## INPUT MATERIAL
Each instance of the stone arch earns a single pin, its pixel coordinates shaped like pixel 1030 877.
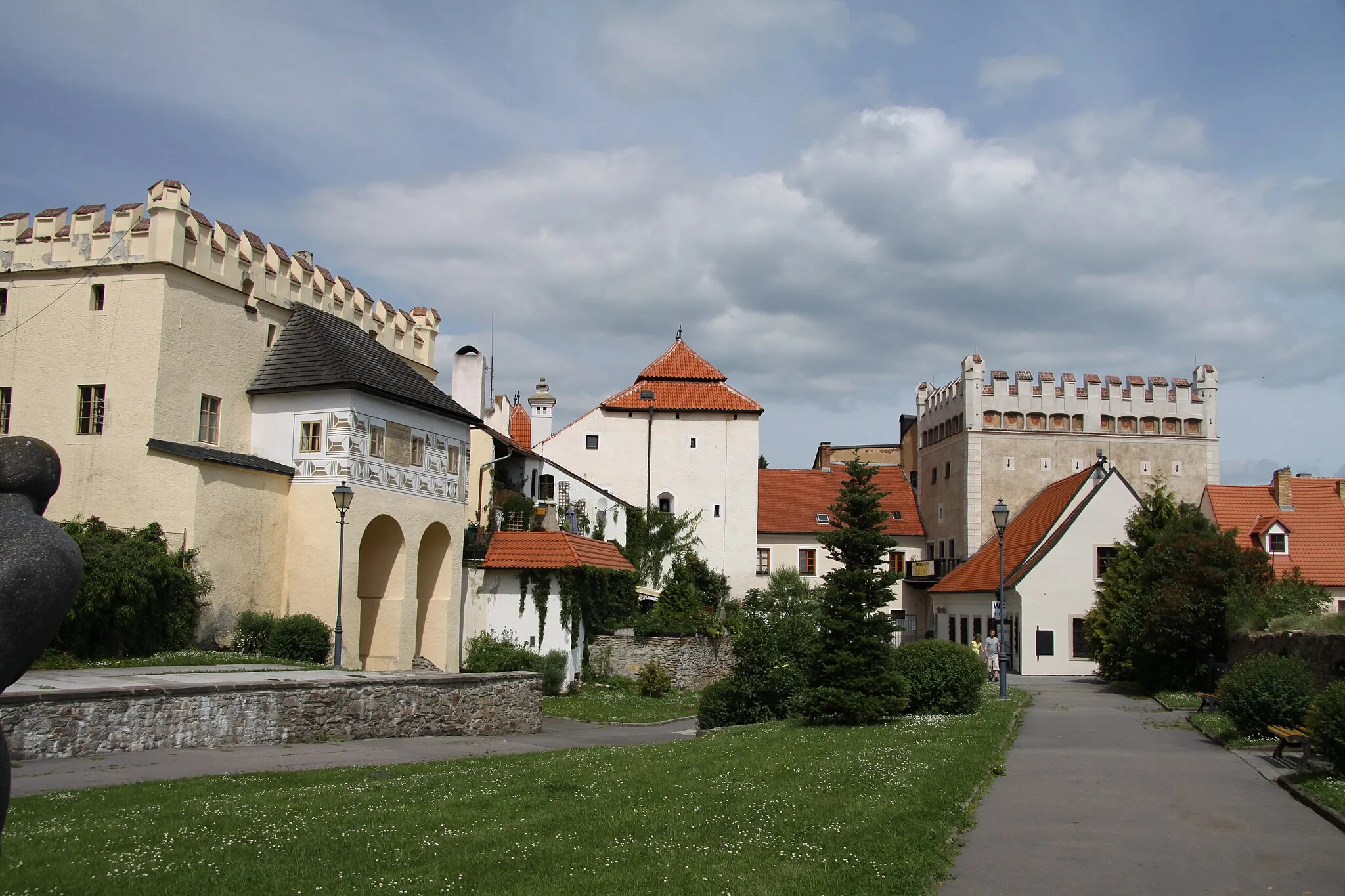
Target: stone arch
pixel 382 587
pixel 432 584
* * *
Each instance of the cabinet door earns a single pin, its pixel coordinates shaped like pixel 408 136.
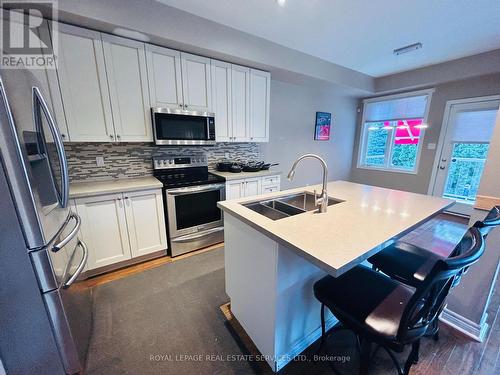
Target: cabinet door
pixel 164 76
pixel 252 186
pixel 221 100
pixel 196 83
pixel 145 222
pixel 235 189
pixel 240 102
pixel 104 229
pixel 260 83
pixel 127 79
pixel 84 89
* * *
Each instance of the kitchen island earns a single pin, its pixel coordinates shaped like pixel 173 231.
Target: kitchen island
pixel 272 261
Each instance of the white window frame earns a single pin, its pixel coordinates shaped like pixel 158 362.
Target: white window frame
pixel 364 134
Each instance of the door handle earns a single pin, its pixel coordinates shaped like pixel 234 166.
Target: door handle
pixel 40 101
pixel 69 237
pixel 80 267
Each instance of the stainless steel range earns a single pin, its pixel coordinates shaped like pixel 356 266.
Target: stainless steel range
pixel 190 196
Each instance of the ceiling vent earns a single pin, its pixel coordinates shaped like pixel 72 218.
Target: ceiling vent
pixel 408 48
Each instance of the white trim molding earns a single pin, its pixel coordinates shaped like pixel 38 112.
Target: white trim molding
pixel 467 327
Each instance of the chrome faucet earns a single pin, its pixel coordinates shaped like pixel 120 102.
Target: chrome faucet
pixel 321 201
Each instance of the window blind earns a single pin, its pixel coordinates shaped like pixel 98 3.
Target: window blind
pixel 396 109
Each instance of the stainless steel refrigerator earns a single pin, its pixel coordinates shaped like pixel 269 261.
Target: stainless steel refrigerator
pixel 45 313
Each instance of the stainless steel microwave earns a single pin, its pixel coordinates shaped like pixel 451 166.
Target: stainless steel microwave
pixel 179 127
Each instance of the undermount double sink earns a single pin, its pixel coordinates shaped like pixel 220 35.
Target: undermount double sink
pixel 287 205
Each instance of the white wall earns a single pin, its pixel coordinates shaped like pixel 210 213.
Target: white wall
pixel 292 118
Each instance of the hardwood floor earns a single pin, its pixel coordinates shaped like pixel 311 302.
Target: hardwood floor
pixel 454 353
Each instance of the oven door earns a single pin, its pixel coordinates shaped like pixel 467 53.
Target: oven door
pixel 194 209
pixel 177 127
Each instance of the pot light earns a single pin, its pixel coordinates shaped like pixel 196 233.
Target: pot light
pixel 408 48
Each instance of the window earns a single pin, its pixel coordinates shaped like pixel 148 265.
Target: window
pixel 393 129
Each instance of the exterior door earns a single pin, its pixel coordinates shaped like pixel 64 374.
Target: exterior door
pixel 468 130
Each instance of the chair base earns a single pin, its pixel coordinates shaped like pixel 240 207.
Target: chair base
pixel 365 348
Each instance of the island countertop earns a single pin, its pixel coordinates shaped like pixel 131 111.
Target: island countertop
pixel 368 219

## TASK OBJECTIVE
Reproduce verbatim the lines above, beginning with the line containing "Each instance of the stainless steel refrigerator" and continuing through the line containing "pixel 468 130", both included.

## RESULT OF THIS EXERCISE
Each instance of the stainless steel refrigerator earns a single pin, its pixel coordinates shaped like pixel 269 261.
Target: stainless steel refrigerator
pixel 45 313
Each instance of the stainless steel microwave earns a single pin, its pixel coordinates shaped like pixel 451 166.
Target: stainless steel microwave
pixel 179 127
Each instance of the undermount double sink earns a single pin, its pixel coordinates shaped like pixel 220 35.
Target: undermount double sink
pixel 287 205
Each instance of the white wall earns a single pin, its pixel coordinates shaped like pixel 210 213.
Target: white wall
pixel 292 118
Each instance of the hardwood floor earns a single pin, its pixel coordinates shaped like pixel 311 302.
Target: hardwood floor
pixel 454 353
Each instance of the oven door earns a single pin, its pixel coordinates shaped like pixel 467 53.
Target: oven door
pixel 194 209
pixel 177 127
Each instance of the pot light earns a single pin, its pixel coordinates shaped like pixel 196 233.
Target: pot light
pixel 408 48
Each instance of the window earns a single pin, its pixel coordinates shaped like pixel 148 265.
Target: window
pixel 393 129
Each instance of the exterior door earns a single pin, its pixel coordinates shaped like pixel 64 374.
Target: exterior door
pixel 468 130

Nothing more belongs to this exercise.